[start of Supplied text]

FROM ABOVE: The Fantasea Adventure Platform at Hardy Reef.
FROM ABOVE: The Fantasea Adventure Platform at Hardy Reef. Contributed

Bliss, beauty on the Barrier Reef

STRESSING over what to do for my 50th birthday, I finally decide to do something totally different and just think about myself.

I want an activity that is special and unique.

I settle on Fantasea Reefsleep on the Great Barrier Reef.

Reefsleep offers two days and one night on the Fantasea Adventure Platform at Hardy Reef.

The day trip allows just over three hours to enjoy this stunning environment but it's non-stop trying to fit everything in and you have to share it with other people.

Waving goodbye to the visitors and taking possession of Reefworld is when Reefsleep comes into its own.

With just a few staff and a Reefsleep host to look after you, the magic of having this marine wonderland to yourself for 20 hours cannot be underestimated.

[end of Supplied text]
[start of Listed entries]

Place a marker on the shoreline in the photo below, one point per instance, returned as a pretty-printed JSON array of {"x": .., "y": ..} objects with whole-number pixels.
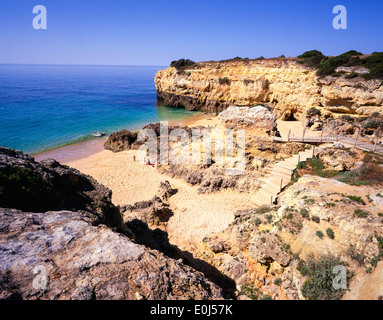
[{"x": 85, "y": 149}]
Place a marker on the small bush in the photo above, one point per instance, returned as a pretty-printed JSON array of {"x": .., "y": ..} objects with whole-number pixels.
[
  {"x": 312, "y": 112},
  {"x": 351, "y": 75},
  {"x": 356, "y": 199},
  {"x": 315, "y": 219},
  {"x": 319, "y": 234},
  {"x": 375, "y": 63},
  {"x": 312, "y": 58},
  {"x": 224, "y": 80},
  {"x": 330, "y": 233},
  {"x": 360, "y": 213},
  {"x": 319, "y": 285},
  {"x": 181, "y": 63},
  {"x": 328, "y": 66}
]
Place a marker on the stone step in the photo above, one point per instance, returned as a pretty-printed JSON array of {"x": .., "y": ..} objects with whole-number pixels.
[
  {"x": 267, "y": 193},
  {"x": 271, "y": 188},
  {"x": 281, "y": 172}
]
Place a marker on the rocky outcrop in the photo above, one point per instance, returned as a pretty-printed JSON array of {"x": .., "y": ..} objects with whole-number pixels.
[
  {"x": 60, "y": 255},
  {"x": 49, "y": 186},
  {"x": 120, "y": 141},
  {"x": 285, "y": 84},
  {"x": 264, "y": 249}
]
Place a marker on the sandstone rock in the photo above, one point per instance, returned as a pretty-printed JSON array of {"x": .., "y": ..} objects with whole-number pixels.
[
  {"x": 32, "y": 186},
  {"x": 287, "y": 85},
  {"x": 258, "y": 116},
  {"x": 153, "y": 212},
  {"x": 120, "y": 141},
  {"x": 84, "y": 262},
  {"x": 317, "y": 126},
  {"x": 338, "y": 159},
  {"x": 165, "y": 191}
]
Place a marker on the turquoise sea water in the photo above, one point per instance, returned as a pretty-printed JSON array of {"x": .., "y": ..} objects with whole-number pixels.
[{"x": 43, "y": 107}]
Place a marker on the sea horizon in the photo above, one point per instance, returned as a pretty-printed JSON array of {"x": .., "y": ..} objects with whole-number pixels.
[{"x": 95, "y": 98}]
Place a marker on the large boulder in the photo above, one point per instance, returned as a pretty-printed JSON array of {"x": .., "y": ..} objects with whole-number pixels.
[
  {"x": 120, "y": 141},
  {"x": 60, "y": 255},
  {"x": 49, "y": 186}
]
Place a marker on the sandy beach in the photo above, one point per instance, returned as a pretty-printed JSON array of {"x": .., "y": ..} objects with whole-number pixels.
[{"x": 195, "y": 215}]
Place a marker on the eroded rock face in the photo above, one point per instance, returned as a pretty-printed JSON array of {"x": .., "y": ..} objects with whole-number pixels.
[
  {"x": 288, "y": 85},
  {"x": 84, "y": 262},
  {"x": 49, "y": 186},
  {"x": 120, "y": 141}
]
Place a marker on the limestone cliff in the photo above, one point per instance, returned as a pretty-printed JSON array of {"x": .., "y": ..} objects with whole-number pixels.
[{"x": 285, "y": 84}]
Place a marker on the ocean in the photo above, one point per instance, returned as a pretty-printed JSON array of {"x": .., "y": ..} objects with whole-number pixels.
[{"x": 44, "y": 107}]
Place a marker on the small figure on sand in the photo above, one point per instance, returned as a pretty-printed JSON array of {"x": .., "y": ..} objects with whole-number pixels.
[{"x": 148, "y": 163}]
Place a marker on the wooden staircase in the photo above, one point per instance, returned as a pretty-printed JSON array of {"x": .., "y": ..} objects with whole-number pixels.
[{"x": 279, "y": 178}]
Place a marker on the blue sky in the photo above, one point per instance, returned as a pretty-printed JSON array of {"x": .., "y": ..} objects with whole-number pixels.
[{"x": 155, "y": 32}]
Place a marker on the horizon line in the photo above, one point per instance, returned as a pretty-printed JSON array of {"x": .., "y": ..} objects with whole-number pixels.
[{"x": 79, "y": 65}]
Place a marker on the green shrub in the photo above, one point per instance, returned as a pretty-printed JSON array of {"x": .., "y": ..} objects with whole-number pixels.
[
  {"x": 319, "y": 285},
  {"x": 328, "y": 66},
  {"x": 319, "y": 234},
  {"x": 351, "y": 75},
  {"x": 312, "y": 58},
  {"x": 356, "y": 199},
  {"x": 360, "y": 213},
  {"x": 181, "y": 63},
  {"x": 375, "y": 64},
  {"x": 347, "y": 118},
  {"x": 304, "y": 213},
  {"x": 224, "y": 80},
  {"x": 315, "y": 219},
  {"x": 330, "y": 233},
  {"x": 24, "y": 189},
  {"x": 302, "y": 165},
  {"x": 312, "y": 112}
]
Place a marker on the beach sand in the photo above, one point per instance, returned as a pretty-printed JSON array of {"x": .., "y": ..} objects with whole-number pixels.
[{"x": 195, "y": 215}]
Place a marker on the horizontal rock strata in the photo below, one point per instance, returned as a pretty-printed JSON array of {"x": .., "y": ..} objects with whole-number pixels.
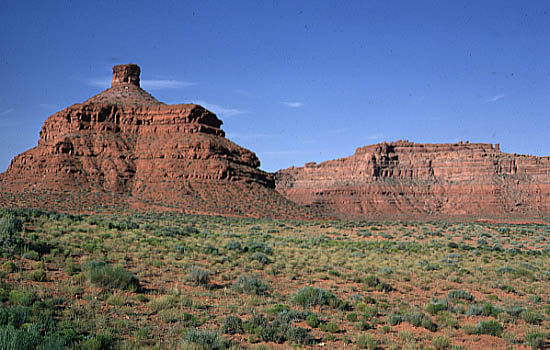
[
  {"x": 405, "y": 179},
  {"x": 122, "y": 147}
]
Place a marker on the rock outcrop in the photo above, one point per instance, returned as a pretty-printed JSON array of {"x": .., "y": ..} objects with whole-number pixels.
[
  {"x": 404, "y": 179},
  {"x": 123, "y": 148}
]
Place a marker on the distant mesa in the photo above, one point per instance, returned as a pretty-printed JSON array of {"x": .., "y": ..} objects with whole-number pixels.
[
  {"x": 411, "y": 180},
  {"x": 124, "y": 149}
]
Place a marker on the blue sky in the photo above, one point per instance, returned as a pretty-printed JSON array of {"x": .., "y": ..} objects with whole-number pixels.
[{"x": 294, "y": 81}]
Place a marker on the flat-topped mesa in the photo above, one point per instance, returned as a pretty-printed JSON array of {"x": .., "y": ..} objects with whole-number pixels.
[
  {"x": 126, "y": 74},
  {"x": 124, "y": 141},
  {"x": 408, "y": 179}
]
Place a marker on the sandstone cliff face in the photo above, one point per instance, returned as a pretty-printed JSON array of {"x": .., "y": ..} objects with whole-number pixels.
[
  {"x": 123, "y": 146},
  {"x": 404, "y": 179}
]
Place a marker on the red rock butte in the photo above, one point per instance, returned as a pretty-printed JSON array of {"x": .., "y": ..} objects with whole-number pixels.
[
  {"x": 410, "y": 180},
  {"x": 125, "y": 149}
]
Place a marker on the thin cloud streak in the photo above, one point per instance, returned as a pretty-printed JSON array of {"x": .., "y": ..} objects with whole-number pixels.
[
  {"x": 293, "y": 104},
  {"x": 247, "y": 136},
  {"x": 165, "y": 84},
  {"x": 156, "y": 84},
  {"x": 283, "y": 153},
  {"x": 376, "y": 136},
  {"x": 7, "y": 111},
  {"x": 496, "y": 98},
  {"x": 220, "y": 110}
]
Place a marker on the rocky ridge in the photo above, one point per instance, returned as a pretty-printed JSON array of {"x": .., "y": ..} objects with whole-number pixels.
[
  {"x": 122, "y": 147},
  {"x": 405, "y": 179}
]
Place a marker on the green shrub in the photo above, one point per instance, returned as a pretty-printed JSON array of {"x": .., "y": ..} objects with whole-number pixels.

[end of Listed entries]

▶ [What you will do]
Copy word for word the passage of the Reefsleep travel piece, everything from "I settle on" down to "with other people.".

▶ [Exercise result]
I settle on Fantasea Reefsleep on the Great Barrier Reef.

Reefsleep offers two days and one night on the Fantasea Adventure Platform at Hardy Reef.

The day trip allows just over three hours to enjoy this stunning environment but it's non-stop trying to fit everything in and you have to share it with other people.